▸ Problem requirements: Show every line of the data below that contains the word "clock".

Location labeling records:

** begin **

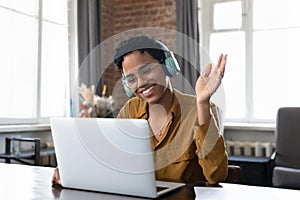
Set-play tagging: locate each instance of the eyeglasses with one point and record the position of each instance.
(144, 72)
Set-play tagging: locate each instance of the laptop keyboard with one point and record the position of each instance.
(160, 188)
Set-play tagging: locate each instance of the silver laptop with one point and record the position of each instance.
(107, 155)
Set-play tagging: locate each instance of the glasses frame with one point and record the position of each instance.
(144, 71)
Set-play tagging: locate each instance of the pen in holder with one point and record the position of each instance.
(16, 146)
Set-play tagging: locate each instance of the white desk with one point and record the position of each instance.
(244, 192)
(34, 183)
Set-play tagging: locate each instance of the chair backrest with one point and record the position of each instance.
(287, 136)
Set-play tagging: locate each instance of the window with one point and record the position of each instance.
(261, 38)
(34, 60)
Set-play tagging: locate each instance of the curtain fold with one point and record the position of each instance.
(188, 44)
(89, 36)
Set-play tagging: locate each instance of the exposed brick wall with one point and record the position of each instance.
(123, 15)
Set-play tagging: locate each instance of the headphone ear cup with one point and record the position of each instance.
(171, 64)
(127, 89)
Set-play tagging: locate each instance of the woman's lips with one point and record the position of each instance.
(148, 91)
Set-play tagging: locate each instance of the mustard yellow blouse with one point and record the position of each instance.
(186, 152)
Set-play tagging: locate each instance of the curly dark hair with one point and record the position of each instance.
(141, 43)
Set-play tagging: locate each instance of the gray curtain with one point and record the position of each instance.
(187, 44)
(89, 36)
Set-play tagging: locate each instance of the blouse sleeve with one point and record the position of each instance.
(211, 150)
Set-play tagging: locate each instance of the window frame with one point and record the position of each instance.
(72, 55)
(246, 27)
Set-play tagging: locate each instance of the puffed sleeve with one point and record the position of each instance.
(211, 150)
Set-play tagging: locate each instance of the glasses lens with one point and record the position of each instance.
(144, 72)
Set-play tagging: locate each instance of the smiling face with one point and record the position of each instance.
(150, 77)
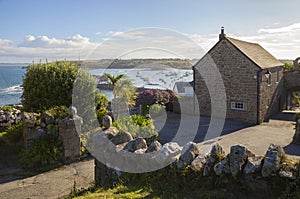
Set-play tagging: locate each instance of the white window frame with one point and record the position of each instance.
(240, 106)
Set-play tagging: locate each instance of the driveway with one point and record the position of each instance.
(279, 130)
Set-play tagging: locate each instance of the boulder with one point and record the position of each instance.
(198, 163)
(222, 167)
(272, 160)
(169, 152)
(154, 146)
(133, 145)
(188, 154)
(111, 132)
(121, 137)
(237, 158)
(107, 121)
(253, 165)
(215, 155)
(48, 118)
(287, 172)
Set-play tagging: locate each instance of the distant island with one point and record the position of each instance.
(138, 63)
(133, 63)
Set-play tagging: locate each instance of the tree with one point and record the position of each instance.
(48, 85)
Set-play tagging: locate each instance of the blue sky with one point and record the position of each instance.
(65, 29)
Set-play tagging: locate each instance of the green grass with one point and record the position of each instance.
(117, 192)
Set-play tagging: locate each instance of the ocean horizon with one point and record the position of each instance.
(11, 79)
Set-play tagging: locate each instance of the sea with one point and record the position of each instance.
(11, 78)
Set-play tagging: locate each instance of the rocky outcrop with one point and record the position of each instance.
(216, 154)
(253, 165)
(154, 146)
(272, 160)
(121, 137)
(189, 152)
(237, 158)
(136, 144)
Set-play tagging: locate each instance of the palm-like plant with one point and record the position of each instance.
(123, 90)
(113, 79)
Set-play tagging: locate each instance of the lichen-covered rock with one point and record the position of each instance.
(198, 163)
(222, 167)
(237, 158)
(169, 152)
(188, 154)
(272, 160)
(216, 154)
(106, 121)
(287, 172)
(253, 165)
(110, 133)
(133, 145)
(121, 137)
(154, 146)
(48, 118)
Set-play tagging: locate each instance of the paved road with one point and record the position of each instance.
(59, 182)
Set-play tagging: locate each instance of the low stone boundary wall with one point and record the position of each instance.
(239, 163)
(35, 126)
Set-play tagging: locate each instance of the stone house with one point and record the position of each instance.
(252, 80)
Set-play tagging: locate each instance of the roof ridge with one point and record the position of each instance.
(255, 52)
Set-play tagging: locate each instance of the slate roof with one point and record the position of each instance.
(261, 57)
(181, 86)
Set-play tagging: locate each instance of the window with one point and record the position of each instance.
(238, 106)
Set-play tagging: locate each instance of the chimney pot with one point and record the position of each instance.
(222, 35)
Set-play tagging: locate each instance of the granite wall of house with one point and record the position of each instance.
(239, 76)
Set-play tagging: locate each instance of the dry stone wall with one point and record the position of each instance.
(240, 163)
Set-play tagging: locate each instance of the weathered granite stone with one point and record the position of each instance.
(215, 154)
(133, 145)
(48, 118)
(222, 167)
(253, 165)
(107, 121)
(296, 139)
(154, 146)
(237, 158)
(29, 119)
(188, 154)
(287, 172)
(198, 163)
(168, 152)
(69, 130)
(111, 132)
(121, 137)
(272, 160)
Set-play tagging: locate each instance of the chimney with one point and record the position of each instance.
(222, 35)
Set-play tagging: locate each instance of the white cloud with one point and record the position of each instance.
(46, 42)
(5, 43)
(290, 28)
(282, 42)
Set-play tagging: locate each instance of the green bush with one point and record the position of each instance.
(58, 112)
(51, 84)
(156, 109)
(14, 133)
(136, 125)
(46, 150)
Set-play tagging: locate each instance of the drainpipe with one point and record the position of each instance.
(258, 96)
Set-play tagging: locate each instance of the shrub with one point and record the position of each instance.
(14, 133)
(156, 109)
(136, 125)
(48, 149)
(51, 84)
(58, 112)
(148, 97)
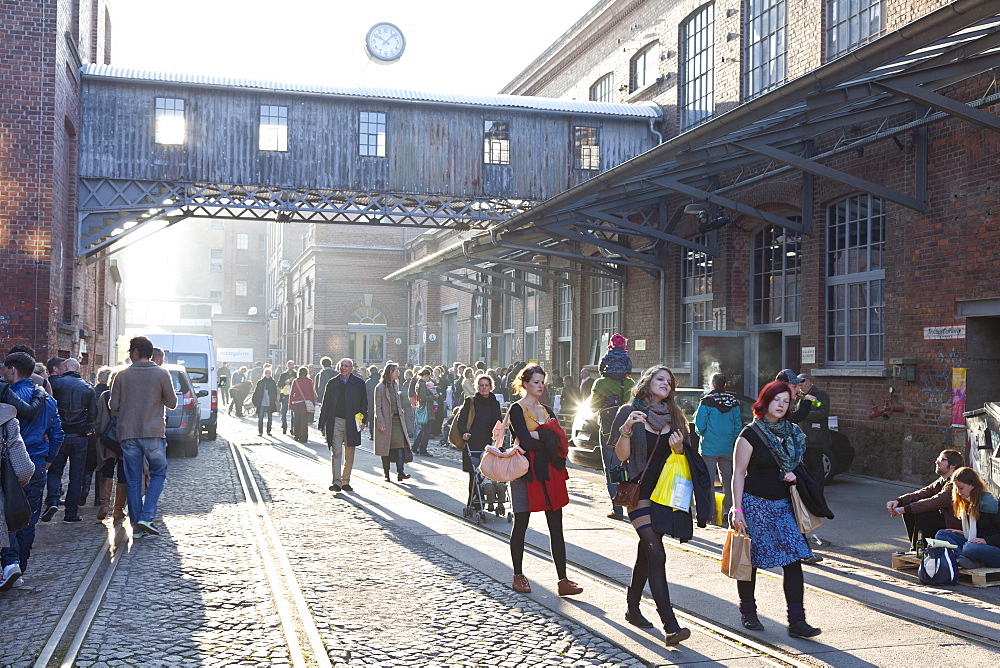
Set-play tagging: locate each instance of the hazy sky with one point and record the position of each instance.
(451, 45)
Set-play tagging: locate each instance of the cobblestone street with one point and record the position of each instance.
(388, 579)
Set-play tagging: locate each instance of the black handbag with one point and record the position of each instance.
(16, 510)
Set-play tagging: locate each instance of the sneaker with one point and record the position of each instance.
(11, 572)
(148, 528)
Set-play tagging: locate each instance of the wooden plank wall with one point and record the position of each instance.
(436, 149)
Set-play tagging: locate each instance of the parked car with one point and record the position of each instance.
(184, 421)
(196, 352)
(834, 457)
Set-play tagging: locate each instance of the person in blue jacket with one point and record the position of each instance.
(718, 423)
(43, 436)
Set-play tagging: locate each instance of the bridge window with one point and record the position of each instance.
(603, 88)
(215, 262)
(371, 134)
(496, 143)
(851, 23)
(587, 148)
(273, 128)
(169, 120)
(645, 67)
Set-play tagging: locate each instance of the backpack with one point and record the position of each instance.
(939, 566)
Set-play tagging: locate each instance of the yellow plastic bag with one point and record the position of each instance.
(674, 488)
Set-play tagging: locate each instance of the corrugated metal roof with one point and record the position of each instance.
(642, 110)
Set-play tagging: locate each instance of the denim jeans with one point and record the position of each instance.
(21, 541)
(608, 455)
(988, 555)
(74, 450)
(134, 451)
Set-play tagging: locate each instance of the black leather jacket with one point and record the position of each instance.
(26, 412)
(77, 402)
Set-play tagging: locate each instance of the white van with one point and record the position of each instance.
(196, 353)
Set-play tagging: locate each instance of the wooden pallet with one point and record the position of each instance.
(974, 577)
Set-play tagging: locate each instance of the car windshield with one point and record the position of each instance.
(196, 365)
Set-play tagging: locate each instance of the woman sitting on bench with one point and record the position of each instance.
(979, 538)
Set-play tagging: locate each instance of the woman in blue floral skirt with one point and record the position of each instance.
(767, 452)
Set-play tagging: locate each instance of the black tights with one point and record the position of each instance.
(557, 545)
(792, 582)
(651, 566)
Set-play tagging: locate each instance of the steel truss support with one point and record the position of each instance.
(111, 209)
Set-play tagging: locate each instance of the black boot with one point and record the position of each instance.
(633, 615)
(797, 626)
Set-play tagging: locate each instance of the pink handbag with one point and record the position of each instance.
(503, 466)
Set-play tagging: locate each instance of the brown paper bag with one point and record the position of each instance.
(807, 521)
(736, 556)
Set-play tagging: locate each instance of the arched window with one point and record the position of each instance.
(855, 275)
(603, 88)
(765, 46)
(645, 67)
(697, 89)
(777, 254)
(366, 335)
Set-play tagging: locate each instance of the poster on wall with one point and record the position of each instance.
(957, 397)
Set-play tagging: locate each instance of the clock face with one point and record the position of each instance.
(385, 42)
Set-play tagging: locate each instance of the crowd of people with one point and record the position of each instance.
(52, 419)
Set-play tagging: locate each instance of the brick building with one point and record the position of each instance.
(844, 155)
(54, 302)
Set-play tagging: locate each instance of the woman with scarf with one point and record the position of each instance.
(477, 417)
(767, 452)
(979, 539)
(649, 430)
(543, 487)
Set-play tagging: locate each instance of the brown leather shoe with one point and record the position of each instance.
(569, 588)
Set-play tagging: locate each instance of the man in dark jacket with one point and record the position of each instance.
(77, 402)
(344, 397)
(929, 509)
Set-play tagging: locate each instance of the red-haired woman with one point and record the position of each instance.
(979, 540)
(767, 452)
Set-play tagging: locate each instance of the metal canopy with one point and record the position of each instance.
(883, 89)
(111, 210)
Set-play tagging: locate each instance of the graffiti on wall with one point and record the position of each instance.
(935, 396)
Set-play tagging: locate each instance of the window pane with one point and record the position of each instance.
(169, 121)
(273, 128)
(764, 46)
(586, 147)
(371, 134)
(851, 23)
(496, 143)
(697, 89)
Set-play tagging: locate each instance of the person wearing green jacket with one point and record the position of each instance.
(718, 423)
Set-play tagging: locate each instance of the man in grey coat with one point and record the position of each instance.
(140, 394)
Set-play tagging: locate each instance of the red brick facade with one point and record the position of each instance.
(55, 303)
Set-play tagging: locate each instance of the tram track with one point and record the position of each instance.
(715, 555)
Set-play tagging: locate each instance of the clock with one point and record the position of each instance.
(384, 43)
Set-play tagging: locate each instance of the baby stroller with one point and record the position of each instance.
(486, 497)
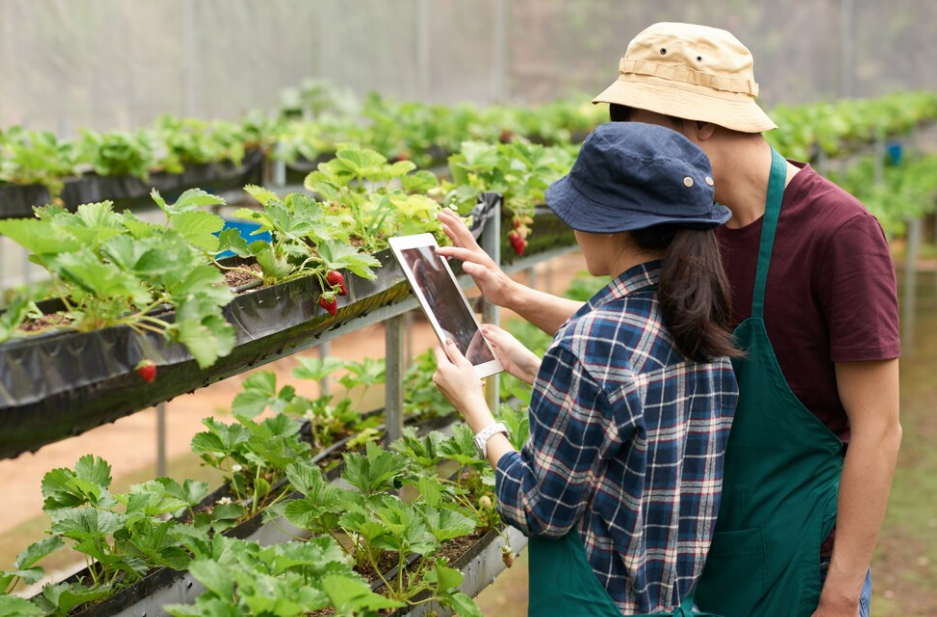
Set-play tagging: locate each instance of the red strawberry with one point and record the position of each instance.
(507, 556)
(517, 243)
(328, 303)
(147, 370)
(336, 279)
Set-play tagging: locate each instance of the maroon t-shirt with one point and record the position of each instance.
(831, 293)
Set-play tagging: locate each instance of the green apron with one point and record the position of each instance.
(782, 473)
(563, 584)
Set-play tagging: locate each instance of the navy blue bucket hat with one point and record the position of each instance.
(631, 175)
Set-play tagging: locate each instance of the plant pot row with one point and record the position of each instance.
(17, 201)
(167, 586)
(63, 383)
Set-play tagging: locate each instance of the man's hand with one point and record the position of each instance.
(490, 279)
(869, 392)
(825, 610)
(516, 359)
(456, 379)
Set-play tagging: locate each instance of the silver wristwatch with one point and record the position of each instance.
(481, 439)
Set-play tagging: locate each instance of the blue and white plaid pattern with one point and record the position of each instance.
(626, 446)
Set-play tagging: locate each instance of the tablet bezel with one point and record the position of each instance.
(401, 243)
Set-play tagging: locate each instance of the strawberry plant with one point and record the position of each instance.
(192, 141)
(520, 172)
(35, 157)
(360, 186)
(252, 455)
(285, 580)
(110, 269)
(118, 153)
(306, 240)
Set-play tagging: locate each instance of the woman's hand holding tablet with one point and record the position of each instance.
(443, 301)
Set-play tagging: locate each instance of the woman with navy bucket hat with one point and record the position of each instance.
(619, 484)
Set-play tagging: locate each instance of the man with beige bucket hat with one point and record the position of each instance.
(815, 311)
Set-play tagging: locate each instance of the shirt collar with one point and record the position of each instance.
(637, 278)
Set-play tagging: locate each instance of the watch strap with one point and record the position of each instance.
(482, 437)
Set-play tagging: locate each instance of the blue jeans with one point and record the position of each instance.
(865, 598)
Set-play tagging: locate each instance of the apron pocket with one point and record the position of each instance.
(734, 556)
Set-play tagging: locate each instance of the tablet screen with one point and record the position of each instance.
(444, 298)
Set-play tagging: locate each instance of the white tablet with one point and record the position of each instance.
(443, 301)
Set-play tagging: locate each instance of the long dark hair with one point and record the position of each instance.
(693, 290)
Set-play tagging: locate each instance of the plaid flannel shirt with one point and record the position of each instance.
(626, 447)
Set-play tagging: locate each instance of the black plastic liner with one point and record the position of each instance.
(62, 384)
(17, 201)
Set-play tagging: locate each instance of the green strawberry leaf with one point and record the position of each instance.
(352, 596)
(338, 256)
(264, 196)
(198, 228)
(315, 369)
(231, 240)
(14, 606)
(374, 471)
(214, 576)
(39, 237)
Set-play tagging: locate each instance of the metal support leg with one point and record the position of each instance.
(910, 285)
(161, 440)
(324, 351)
(395, 339)
(491, 243)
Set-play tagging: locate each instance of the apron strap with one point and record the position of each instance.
(768, 227)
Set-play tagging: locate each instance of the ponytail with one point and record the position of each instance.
(693, 290)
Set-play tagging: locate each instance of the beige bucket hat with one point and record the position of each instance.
(692, 72)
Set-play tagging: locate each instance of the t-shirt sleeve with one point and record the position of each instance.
(858, 293)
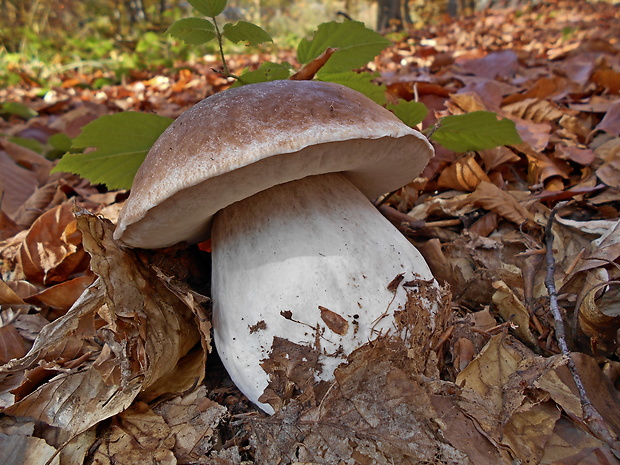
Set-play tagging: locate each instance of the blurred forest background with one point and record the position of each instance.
(49, 37)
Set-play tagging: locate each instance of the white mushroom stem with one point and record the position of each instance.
(310, 243)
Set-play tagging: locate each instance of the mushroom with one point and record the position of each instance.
(279, 176)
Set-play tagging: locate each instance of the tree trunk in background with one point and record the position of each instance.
(392, 15)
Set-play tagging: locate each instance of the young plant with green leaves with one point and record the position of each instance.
(351, 46)
(199, 30)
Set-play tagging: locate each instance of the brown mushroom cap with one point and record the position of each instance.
(247, 139)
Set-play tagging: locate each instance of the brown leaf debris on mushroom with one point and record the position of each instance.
(303, 157)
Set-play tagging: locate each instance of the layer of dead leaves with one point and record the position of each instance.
(103, 349)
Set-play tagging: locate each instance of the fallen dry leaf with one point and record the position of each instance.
(135, 333)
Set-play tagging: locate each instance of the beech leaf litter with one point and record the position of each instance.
(106, 354)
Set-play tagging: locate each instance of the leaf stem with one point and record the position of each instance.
(220, 43)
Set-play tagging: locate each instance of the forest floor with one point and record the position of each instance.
(522, 238)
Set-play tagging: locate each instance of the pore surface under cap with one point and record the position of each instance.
(250, 138)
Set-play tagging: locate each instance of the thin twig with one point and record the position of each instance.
(591, 417)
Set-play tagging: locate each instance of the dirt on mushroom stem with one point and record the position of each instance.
(317, 247)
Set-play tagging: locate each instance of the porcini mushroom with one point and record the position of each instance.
(279, 175)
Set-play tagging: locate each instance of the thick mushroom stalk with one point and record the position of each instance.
(296, 247)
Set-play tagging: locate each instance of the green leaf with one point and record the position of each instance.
(478, 130)
(410, 113)
(18, 109)
(361, 82)
(192, 30)
(267, 71)
(60, 144)
(357, 45)
(209, 7)
(121, 141)
(244, 31)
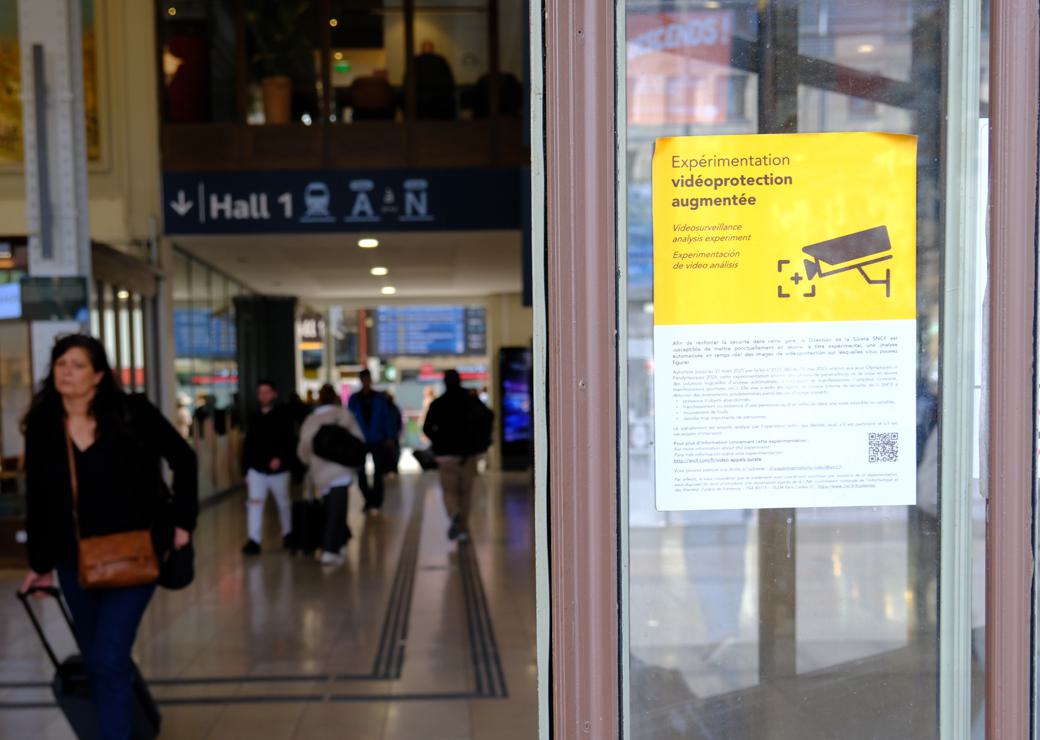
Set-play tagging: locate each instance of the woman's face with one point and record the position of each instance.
(74, 375)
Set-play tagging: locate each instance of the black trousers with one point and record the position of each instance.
(336, 532)
(373, 493)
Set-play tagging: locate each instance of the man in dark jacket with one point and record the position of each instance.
(375, 416)
(460, 427)
(267, 455)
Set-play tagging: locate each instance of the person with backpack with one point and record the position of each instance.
(459, 425)
(331, 456)
(267, 459)
(372, 411)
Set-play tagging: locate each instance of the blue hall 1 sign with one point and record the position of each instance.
(342, 201)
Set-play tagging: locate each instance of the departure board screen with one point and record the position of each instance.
(420, 331)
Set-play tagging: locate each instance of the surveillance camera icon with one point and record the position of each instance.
(852, 252)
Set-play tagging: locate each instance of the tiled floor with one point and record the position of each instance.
(411, 638)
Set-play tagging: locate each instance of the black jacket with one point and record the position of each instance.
(268, 435)
(458, 424)
(134, 495)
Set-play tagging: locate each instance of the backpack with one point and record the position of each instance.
(477, 430)
(336, 444)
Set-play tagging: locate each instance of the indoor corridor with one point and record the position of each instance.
(413, 637)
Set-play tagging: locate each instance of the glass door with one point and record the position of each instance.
(801, 373)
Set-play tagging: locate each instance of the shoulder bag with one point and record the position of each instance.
(111, 560)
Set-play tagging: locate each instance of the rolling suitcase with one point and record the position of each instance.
(308, 526)
(72, 691)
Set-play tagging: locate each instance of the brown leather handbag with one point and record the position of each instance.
(111, 560)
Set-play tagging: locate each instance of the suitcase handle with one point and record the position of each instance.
(55, 592)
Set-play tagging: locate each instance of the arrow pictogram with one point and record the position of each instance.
(181, 206)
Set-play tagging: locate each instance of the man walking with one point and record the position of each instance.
(460, 428)
(267, 457)
(380, 427)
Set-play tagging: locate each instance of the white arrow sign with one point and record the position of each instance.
(181, 206)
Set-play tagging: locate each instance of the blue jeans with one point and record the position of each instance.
(106, 625)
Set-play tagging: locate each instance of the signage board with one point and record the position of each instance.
(54, 299)
(422, 331)
(678, 65)
(342, 201)
(784, 320)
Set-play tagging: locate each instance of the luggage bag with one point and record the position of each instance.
(72, 692)
(308, 526)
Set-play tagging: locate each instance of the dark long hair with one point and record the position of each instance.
(106, 406)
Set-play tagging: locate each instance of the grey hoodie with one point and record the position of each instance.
(323, 472)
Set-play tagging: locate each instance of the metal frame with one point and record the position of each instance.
(1014, 78)
(581, 370)
(959, 317)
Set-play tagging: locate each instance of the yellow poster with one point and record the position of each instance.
(784, 228)
(784, 320)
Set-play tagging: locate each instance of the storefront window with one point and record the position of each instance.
(451, 59)
(367, 60)
(796, 620)
(284, 61)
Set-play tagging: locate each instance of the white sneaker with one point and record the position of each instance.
(332, 559)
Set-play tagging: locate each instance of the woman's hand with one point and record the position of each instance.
(36, 580)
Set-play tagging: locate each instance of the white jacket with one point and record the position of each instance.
(323, 472)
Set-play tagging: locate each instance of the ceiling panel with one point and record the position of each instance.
(331, 267)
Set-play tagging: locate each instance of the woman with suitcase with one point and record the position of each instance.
(95, 500)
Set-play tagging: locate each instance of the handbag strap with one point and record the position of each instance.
(73, 479)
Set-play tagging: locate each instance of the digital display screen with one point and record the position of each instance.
(54, 299)
(200, 333)
(421, 331)
(10, 300)
(516, 394)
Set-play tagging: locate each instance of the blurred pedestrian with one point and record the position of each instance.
(332, 479)
(372, 411)
(267, 455)
(460, 428)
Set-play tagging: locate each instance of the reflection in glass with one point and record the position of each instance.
(782, 624)
(367, 60)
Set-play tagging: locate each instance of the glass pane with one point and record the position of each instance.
(106, 298)
(784, 623)
(450, 59)
(125, 338)
(199, 61)
(137, 332)
(283, 47)
(367, 60)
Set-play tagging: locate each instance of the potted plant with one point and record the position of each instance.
(280, 50)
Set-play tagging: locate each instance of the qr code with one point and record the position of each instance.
(883, 447)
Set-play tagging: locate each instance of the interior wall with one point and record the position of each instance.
(125, 183)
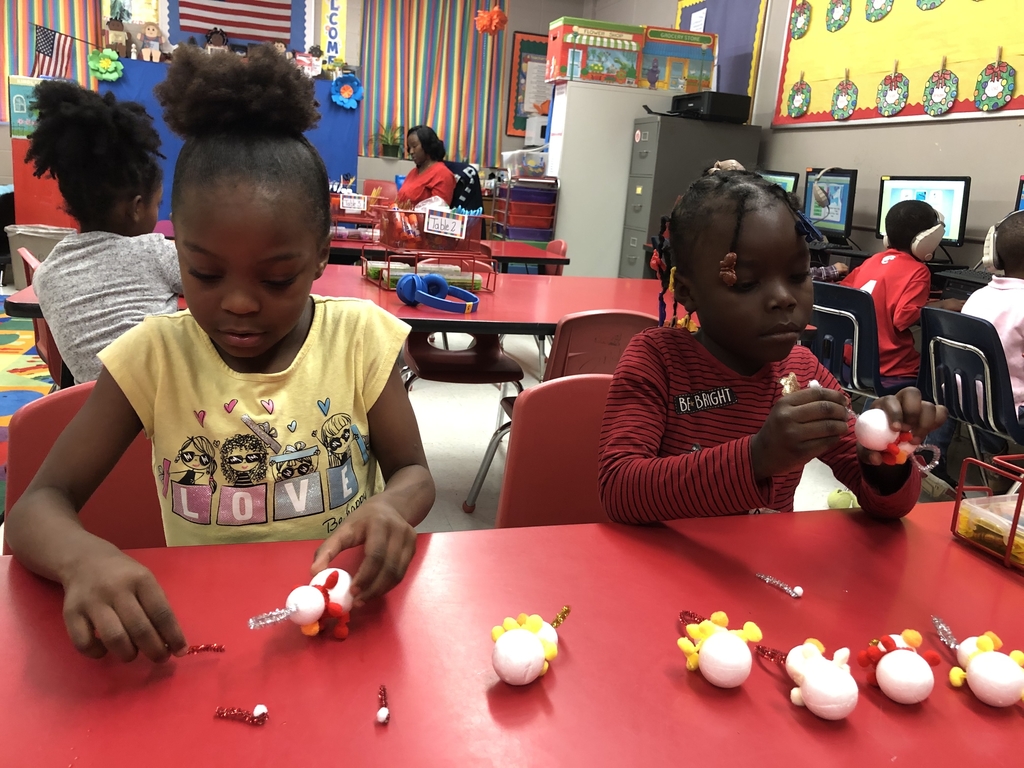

** end **

▸ Response to this task:
Set-play tagging: locate each instance of the clock face with one point and record the position of each instance.
Set-play tagging: locate each instance of the clock with one point and record the position of each instance.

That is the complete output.